**Problems and tasks**
• a. Could you reproduce the best ball article word for word from "Those situations are, of" up to and including "clearly Antonio Gibson."?
• b. In the best ball article, what win rate did Dalvin Cook produce last year?

**Given passage**
----------------

If you’ve been listening to me ramble about NFL Best Ball for the last couple months, first of all I appreciate that you’re a sicko like me. But also you know that I absolutely lean much more heavily on strategic edges and roster construction edges in these ball tournaments than I do on individual players. A huge percentage of the player pool probably serves a purpose in at least some sort of team you might draft, so I find the “What’s your favorite 7th round pick?” discussions typically rather unhelpful. However…
We do also have to ultimately pick players for our best ball teams, and you’ll usually find that even when you are naturally diverse through your draft strategy and team structure you are still probably going to develop a core of a few guys at each position that become “Your Guys”.
I’m almost halfway into my Underdog Best Ball Mania portfolio, so I thought it was a fitting time to start discussing “My Guys” at each position. I wrote last week about the stand I’m making at the WR position. Today I’m diving into the RB position, and I think these players should give you a viewpoint into the archetype of RB I think we should be most heavily invested in.
Last year, Dalvin Cook was being drafted as a 2nd round pick in Best Ball drafts. He produced one of the most ungodly win rates I’ve ever seen… 52% (per Hayden Winks from Underdog Fantasy). We often think drafts are won by these totally lottery ticket types at the end of the drafts, but it’s actually more often an early round player, like Dalvin, that jumps from a 2nd round pick to basically the most valuable player in all of fantasy football.
Those situations are, of course, very difficult to predict, but we can still try to target the archetype of player that could jump from a 2nd/3rd round pick to the top of the 1st round just like Dalvin did in 2020. For me, the answer to that question this season is very clearly Antonio Gibson.

----------------

Dataset rows
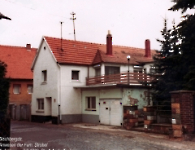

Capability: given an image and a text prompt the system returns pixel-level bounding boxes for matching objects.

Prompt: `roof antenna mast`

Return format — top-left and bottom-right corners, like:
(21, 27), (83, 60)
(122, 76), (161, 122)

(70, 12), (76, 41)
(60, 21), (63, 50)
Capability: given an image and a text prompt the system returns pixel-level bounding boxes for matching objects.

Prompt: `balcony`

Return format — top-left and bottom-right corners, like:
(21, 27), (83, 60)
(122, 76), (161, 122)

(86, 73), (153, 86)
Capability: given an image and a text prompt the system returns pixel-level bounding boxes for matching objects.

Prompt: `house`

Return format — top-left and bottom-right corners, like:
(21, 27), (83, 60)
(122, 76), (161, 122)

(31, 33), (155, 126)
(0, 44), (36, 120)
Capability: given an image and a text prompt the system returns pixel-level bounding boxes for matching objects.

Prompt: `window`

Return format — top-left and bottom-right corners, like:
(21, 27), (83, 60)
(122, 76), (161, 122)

----------------

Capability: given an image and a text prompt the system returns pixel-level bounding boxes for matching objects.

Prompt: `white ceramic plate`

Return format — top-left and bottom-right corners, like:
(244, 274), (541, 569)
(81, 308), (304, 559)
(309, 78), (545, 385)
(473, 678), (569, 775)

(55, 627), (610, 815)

----------------

**Expected responses**
• a.
Those situations are, of course, very difficult to predict, but we can still try to target the archetype of player that could jump from a 2nd/3rd round pick to the top of the 1st round just like Dalvin did in 2020. For me, the answer to that question this season is very clearly Antonio Gibson.

• b. 52%, per Hayden Winks from Underdog Fantasy.